What this task involves: Reproduce each of the rows below word for word, changing nothing.
═══ Supplied information
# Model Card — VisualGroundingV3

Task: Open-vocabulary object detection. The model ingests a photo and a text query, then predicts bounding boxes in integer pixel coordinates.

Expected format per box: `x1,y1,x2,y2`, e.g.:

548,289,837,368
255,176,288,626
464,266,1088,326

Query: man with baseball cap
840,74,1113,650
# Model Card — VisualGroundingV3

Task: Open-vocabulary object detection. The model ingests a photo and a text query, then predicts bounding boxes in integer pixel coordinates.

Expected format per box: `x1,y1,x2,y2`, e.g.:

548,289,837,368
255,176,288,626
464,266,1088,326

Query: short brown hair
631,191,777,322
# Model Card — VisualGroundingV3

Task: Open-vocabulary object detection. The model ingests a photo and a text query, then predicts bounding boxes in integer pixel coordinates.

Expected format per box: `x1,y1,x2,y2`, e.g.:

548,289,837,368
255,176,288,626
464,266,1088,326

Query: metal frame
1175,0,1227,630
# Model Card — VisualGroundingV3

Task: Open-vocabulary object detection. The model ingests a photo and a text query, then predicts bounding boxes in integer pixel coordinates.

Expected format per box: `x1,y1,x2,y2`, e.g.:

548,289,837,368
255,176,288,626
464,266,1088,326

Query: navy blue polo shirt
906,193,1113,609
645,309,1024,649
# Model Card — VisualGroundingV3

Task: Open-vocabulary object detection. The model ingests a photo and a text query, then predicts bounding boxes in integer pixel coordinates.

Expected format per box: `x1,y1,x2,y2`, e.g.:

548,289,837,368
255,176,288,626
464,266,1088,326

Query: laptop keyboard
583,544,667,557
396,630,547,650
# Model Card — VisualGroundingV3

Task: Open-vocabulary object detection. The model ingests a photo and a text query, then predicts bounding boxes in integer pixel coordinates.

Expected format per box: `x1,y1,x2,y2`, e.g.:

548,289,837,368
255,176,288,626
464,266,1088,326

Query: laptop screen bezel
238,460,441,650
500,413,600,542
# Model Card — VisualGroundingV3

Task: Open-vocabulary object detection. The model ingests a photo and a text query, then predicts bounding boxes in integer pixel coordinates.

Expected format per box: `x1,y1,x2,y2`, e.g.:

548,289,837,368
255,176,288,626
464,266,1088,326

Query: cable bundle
══════
Solution for this task:
# Model Card — VisualGroundingV3

Task: Open-vocabulary object detection. The model ingests a photo and a text query, then predicts bounding boxes in integer pixel coordinates.

Expected format per box: `x1,y1,x2,y2`, e.g.:

548,289,837,368
255,176,288,626
464,266,1088,326

Query: man with baseball cap
840,74,1113,650
# Model Card — VisualGroundingV3

Task: Open-vocabulary object detection. The model ingests a photo and a text query, then predicts bounding boxes in integer pixel coordinates.

Expected format per box: `x1,y1,x2,y2`, e.g.:

548,289,837,368
255,176,288,626
464,266,1088,326

Query: short brown hair
631,191,777,322
# Model Card — VisualGroundingV3

Task: Open-vocabulary object detection. The model ingests a photo and a text query, then predicts bounding boxes in integer pixel coordinates.

Expected format per box: `x1,y1,x2,y2`, e.g.:

548,289,837,368
255,176,288,626
464,266,1088,326

Query: metal frame
1175,0,1227,630
# Model Card — VisualGroundingV3

Task: Open-vocabulary object detection. The model ingests a photo and a text query, then predicts bounding boxes in integer pixel coordinates.

Expected format per box: `x1,y1,x2,y2`, e.g.:

548,289,837,368
255,176,288,626
464,266,1088,326

Query: navy blue polo shirt
906,193,1113,609
645,309,1024,649
# Model Card — VisualGroundingV3

Task: Open-vocabulary object detection. The model ingests a photo and a text query, then predicts bounding boxes in integer pixel coordinates.

Expected format per box: `x1,y1,x2,y2`, e.g.:

548,289,837,368
255,176,288,626
464,266,1088,326

Query: laptop keyboard
583,544,667,557
396,630,547,650
# Model Card — VisualGroundingV3

Task: Open-vocabulary object detection. The model ingests a photo and a text query, then predicts bounding boxes in integer pixel coordinates.

Expected format per box: `x1,y1,x2,y2`, e.g.:

548,289,837,368
255,176,288,626
464,266,1088,326

Query: laptop screen bezel
238,460,441,650
500,413,600,542
# Model Card — VisualGroundingV3

Task: Open-vocabulary object detection. The model ingests a photo and a text query, then predicts bounding boxes in integer pixel coordinates.

Expected format per box: `x1,y1,x2,y2`, e.g.:

548,289,837,368
255,176,288,626
464,266,1088,326

Query: cable bundle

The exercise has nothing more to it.